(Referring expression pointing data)
··········
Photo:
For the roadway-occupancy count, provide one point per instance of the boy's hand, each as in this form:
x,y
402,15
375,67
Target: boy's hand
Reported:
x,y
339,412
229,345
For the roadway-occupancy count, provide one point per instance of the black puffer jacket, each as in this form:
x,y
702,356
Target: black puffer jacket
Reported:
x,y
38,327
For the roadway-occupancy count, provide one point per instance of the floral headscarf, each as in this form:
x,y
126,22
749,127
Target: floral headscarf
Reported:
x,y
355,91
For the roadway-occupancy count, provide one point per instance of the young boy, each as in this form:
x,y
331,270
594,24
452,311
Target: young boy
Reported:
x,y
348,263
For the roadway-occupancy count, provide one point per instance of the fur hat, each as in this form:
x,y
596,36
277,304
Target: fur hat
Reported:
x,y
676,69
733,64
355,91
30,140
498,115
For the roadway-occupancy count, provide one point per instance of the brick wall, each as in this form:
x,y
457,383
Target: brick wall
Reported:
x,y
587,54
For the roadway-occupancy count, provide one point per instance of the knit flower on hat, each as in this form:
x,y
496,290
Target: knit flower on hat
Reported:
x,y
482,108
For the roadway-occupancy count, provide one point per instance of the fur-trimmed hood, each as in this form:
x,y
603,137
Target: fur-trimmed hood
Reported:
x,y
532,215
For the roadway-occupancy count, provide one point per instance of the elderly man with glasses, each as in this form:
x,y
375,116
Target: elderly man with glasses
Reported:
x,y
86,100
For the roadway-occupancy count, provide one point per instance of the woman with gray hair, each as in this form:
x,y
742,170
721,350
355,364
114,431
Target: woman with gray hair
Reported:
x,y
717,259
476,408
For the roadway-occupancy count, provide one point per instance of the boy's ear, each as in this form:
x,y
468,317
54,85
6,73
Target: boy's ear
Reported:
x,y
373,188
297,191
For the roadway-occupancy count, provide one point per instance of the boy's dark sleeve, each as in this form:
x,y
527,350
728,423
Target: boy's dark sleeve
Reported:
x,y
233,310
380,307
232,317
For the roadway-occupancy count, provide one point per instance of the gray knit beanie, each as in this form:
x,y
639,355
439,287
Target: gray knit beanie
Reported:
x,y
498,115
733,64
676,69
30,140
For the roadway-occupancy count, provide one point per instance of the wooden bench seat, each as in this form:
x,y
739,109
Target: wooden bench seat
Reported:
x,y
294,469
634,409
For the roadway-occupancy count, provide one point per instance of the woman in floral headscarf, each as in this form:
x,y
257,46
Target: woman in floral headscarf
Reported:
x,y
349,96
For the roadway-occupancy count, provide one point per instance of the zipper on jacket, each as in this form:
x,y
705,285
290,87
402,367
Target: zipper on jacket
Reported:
··········
▸ **Aim of the exercise**: Type the data out again, exactly.

▸ **Reply**:
Photo:
For the roadway-occupancy count, provide one point per instance of the boy's hand, each as in this form:
x,y
402,15
375,67
Target: boy's hand
Reported:
x,y
339,412
229,345
For the roadway-occupancy count, provide one point per instance of the black puffer jacket, each as in this form:
x,y
702,356
Target: black puffer jacket
Reported:
x,y
38,327
For the roadway-occupancy count, provide one point per instance of the floral headscarf, each as in this form:
x,y
126,22
749,127
Target: floral headscarf
Reported:
x,y
355,91
For the roadway-occupancy count, provide one point per instance of the young boy, each as in this form:
x,y
331,270
594,24
452,311
Target: young boy
Reported:
x,y
348,263
For the roadway-occupancy count, provide one point per instance of the fur hat, each as in this form:
x,y
596,36
277,304
Target: fur hat
Reported:
x,y
676,69
733,64
355,91
30,140
498,115
For the roadway-occupancy count, provide one point per instance of the brick wall, each as in this form:
x,y
457,383
Target: brick wall
Reported:
x,y
587,54
For the roadway-occupancy count, provide one point per instance of the knit flower on hat, each as in this form:
x,y
496,290
Target: knit flower on hat
Reported:
x,y
482,108
For the roadway-occupancy count, provide one point per instance of the fur-trimmed hood, each as in this form:
x,y
603,137
Target: fur-trimmed hood
Reported:
x,y
532,215
For the roadway-occupancy count, provide one point per instance of the elderly man with glasses, each as in this form:
x,y
375,116
Target: elderly man with glasses
Reported:
x,y
86,100
For the roadway-occupancy count, provide one point per instance of the woman with gray hair, each as in this form:
x,y
742,170
721,350
355,364
114,431
Target: woman with gray hair
Reported:
x,y
717,259
476,408
For the roadway-occupancy count, provide one point per instance of the boy's ear, each as in this form:
x,y
468,317
54,85
6,73
Target: boy's ear
Reported:
x,y
373,188
297,191
For the roadway-occupancy count, provide one point per instance of the boy's dark sleeve, each as in this form:
x,y
527,350
728,423
Target: boy's dark sleeve
Reported:
x,y
233,310
380,307
232,317
For the roadway-occupancy count, provide one point per instance of the gray knit beanie, each as in this form:
x,y
639,355
439,287
Target: gray knit beanie
Reported:
x,y
498,115
733,64
676,69
30,140
For the roadway-occupancy count, provide one point per instance of the wooden bench seat, each as in this form:
x,y
739,109
Target: wooden bench seat
Reported:
x,y
294,469
634,409
For the roadway-occupancy count, provide one point per instance of the woman in floral headscarf, each as in this form:
x,y
257,46
Target: woman in floral headscarf
Reported:
x,y
349,96
For the roadway-occupancy count, provide one point per instance of the zipper on jacket, each as in this form:
x,y
705,285
290,87
402,367
Target: zipper on jacket
Reported:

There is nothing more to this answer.